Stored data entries

◇ ◇ ◇ ◇ ◇

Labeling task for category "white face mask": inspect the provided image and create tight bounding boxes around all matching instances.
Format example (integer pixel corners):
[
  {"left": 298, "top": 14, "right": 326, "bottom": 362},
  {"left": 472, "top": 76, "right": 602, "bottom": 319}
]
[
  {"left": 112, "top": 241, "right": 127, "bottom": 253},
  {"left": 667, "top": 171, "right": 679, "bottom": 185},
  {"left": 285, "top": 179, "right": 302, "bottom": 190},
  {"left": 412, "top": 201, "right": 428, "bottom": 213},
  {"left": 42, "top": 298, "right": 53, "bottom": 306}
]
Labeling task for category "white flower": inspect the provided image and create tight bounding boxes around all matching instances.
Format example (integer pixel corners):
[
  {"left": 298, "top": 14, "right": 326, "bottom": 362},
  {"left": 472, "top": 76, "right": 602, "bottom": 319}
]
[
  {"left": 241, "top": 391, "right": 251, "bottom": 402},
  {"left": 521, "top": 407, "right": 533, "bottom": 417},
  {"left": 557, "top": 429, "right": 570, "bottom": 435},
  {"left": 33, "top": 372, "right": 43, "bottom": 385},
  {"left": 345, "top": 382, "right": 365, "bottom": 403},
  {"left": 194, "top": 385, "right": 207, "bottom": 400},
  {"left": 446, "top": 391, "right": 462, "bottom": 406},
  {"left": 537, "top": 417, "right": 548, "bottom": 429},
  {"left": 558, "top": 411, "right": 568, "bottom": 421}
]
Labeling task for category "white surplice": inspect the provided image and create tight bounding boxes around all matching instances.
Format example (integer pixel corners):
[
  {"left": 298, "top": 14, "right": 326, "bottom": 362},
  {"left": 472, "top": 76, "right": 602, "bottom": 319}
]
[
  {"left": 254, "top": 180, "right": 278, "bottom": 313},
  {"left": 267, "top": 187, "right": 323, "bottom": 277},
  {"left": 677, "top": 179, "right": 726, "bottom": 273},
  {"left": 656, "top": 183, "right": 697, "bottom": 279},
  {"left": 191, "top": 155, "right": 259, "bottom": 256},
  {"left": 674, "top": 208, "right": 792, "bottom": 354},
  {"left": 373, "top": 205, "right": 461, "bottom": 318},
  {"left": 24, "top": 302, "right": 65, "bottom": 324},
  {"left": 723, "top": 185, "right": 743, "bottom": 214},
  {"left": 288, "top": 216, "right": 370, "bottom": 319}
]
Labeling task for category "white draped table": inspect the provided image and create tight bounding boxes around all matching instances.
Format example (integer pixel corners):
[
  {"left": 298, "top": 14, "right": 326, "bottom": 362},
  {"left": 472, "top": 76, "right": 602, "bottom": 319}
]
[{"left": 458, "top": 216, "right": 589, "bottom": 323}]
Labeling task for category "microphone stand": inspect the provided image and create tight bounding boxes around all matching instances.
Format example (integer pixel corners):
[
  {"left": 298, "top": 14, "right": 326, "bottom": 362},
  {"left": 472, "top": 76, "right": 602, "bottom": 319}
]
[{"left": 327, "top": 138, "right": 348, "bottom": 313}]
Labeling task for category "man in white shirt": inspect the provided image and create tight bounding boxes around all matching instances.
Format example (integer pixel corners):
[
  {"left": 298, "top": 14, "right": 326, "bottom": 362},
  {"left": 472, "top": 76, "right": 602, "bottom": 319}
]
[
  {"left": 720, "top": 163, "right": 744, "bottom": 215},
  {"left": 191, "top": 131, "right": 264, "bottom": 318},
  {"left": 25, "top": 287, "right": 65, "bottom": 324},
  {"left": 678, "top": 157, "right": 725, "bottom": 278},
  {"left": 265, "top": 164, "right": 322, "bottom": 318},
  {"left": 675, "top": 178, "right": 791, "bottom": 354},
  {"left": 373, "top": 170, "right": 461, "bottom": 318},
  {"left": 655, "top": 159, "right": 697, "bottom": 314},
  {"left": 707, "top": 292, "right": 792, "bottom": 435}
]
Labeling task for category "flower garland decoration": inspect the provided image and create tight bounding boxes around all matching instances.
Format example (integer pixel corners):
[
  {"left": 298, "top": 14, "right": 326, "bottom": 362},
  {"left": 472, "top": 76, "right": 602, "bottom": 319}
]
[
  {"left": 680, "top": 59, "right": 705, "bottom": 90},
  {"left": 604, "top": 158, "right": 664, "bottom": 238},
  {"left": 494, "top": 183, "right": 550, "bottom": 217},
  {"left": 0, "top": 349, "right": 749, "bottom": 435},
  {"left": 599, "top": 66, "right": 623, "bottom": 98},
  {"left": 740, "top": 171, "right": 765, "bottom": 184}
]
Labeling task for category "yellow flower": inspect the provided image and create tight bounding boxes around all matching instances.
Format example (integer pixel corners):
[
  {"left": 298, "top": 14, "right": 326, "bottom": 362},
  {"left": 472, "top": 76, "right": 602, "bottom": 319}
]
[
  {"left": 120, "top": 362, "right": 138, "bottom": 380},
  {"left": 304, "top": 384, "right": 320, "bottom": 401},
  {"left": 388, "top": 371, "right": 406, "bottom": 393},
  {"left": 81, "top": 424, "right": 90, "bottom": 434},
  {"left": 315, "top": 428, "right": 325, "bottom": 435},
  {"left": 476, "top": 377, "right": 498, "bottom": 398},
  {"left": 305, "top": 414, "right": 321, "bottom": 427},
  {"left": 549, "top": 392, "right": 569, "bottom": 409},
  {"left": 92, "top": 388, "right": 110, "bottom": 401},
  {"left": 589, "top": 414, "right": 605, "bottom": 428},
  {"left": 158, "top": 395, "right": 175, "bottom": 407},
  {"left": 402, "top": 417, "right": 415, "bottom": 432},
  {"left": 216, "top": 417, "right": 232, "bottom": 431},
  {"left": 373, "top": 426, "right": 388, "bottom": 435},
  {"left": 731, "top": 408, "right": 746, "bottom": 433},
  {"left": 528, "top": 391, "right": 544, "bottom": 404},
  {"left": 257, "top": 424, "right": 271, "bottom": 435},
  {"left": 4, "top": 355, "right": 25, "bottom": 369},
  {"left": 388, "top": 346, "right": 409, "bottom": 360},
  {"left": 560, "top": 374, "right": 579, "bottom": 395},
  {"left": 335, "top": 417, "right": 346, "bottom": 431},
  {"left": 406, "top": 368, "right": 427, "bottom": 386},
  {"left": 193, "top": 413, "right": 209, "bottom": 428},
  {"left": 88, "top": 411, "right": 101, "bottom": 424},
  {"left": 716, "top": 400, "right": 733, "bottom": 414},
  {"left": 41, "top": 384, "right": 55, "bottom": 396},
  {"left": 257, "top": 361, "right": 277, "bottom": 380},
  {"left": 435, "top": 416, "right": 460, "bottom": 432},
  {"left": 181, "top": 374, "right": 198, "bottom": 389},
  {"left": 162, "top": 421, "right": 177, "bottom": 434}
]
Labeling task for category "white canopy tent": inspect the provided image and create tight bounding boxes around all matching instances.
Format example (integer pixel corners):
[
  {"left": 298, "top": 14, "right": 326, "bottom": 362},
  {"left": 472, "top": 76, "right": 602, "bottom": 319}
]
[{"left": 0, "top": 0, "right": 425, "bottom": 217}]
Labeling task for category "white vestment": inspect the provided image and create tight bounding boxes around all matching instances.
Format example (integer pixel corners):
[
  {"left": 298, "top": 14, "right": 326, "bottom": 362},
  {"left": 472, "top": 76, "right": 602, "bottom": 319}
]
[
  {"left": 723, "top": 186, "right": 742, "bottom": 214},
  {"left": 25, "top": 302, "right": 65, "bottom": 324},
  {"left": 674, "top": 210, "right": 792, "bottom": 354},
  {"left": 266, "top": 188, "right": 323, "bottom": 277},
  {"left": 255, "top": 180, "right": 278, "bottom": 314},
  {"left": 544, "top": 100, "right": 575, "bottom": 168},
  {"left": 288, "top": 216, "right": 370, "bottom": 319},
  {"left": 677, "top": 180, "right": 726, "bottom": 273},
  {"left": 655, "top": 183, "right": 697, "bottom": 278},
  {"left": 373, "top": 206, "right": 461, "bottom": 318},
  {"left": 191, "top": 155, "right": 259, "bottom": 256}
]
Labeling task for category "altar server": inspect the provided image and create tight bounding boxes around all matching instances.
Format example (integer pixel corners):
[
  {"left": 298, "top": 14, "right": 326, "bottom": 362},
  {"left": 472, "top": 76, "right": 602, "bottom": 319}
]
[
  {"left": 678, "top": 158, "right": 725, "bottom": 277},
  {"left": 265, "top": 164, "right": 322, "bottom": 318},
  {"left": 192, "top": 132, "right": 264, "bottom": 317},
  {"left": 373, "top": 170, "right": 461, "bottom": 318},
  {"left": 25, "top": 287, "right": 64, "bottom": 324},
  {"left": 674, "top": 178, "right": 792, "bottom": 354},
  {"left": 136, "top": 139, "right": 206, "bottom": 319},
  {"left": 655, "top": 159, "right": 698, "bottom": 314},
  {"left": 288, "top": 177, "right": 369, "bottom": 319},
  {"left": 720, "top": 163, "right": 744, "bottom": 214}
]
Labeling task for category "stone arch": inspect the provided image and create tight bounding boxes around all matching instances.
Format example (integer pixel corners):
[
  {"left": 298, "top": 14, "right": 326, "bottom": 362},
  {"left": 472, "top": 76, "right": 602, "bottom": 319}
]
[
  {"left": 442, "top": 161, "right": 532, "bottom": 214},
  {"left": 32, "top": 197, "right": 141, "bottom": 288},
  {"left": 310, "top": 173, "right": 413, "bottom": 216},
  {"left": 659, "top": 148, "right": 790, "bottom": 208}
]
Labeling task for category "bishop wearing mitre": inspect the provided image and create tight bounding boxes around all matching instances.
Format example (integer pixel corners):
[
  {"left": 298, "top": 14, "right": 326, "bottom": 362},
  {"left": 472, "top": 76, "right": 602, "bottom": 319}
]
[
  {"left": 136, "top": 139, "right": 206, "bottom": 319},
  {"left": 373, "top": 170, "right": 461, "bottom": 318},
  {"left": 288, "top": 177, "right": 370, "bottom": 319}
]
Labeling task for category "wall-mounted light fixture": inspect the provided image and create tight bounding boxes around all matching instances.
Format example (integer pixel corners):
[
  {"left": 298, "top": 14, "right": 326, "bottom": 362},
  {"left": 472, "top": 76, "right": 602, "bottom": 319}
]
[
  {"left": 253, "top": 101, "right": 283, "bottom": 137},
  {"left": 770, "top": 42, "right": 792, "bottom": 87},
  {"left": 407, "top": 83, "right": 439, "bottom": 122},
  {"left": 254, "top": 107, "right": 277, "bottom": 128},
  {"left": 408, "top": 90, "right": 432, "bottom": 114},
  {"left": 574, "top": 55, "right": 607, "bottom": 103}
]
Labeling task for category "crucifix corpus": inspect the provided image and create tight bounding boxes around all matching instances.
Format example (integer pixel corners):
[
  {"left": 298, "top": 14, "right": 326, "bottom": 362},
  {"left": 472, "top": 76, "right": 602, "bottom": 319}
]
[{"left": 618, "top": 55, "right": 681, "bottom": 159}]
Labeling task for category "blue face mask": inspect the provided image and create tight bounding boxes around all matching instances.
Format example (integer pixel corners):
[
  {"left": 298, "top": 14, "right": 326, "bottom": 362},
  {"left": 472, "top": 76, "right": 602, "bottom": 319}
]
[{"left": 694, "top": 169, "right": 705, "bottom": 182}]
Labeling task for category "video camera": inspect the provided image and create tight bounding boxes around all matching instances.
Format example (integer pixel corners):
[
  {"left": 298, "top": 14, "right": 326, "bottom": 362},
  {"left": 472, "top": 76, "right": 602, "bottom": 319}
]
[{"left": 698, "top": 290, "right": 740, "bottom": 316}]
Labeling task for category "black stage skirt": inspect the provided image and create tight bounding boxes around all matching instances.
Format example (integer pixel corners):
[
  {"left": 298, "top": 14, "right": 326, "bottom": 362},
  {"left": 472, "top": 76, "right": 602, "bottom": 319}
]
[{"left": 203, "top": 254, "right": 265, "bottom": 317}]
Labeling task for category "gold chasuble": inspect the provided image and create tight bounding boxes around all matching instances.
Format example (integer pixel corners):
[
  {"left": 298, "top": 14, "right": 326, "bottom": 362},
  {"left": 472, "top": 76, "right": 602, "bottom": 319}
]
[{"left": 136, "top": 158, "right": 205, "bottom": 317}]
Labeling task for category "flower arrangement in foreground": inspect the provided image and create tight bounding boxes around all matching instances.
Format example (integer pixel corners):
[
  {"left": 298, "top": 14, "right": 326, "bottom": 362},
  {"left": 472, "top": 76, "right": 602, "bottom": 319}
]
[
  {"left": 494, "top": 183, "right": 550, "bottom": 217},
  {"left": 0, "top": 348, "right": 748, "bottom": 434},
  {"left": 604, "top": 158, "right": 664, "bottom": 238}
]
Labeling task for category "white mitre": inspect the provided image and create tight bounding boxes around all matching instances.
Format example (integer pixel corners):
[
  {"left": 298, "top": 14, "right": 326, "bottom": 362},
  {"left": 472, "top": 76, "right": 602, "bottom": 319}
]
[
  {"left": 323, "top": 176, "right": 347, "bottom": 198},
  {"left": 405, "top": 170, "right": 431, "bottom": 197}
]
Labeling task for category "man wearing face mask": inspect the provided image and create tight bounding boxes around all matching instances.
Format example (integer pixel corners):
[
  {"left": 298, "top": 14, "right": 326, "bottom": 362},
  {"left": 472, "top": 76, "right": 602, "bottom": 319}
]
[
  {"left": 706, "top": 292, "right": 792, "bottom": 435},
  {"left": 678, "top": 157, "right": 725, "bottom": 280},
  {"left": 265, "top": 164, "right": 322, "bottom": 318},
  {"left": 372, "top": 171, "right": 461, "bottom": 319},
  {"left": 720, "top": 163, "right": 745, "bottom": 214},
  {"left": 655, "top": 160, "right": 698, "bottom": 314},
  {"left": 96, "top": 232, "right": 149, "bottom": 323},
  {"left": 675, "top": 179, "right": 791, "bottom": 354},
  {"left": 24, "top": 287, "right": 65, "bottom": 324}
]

◇ ◇ ◇ ◇ ◇

== EXERCISE BRIEF ==
Lines with the word "flower" in them are the answer; report each one from the data.

== SOLUTION TO THE EXERCISE ==
Labeling task for category "white flower": inspect the provided image and create tight bounding boxes around all matching instances.
Labeling task for category "flower garland decoration": inspect the provided image and create tight bounding boxes around all matching instances.
Labeling task for category "yellow flower": inspect the provided image and create tight bounding boxes around all matching instances.
Labeling task for category "flower arrangement in foreground": inspect the provided image and create tight bounding boxes around all matching instances.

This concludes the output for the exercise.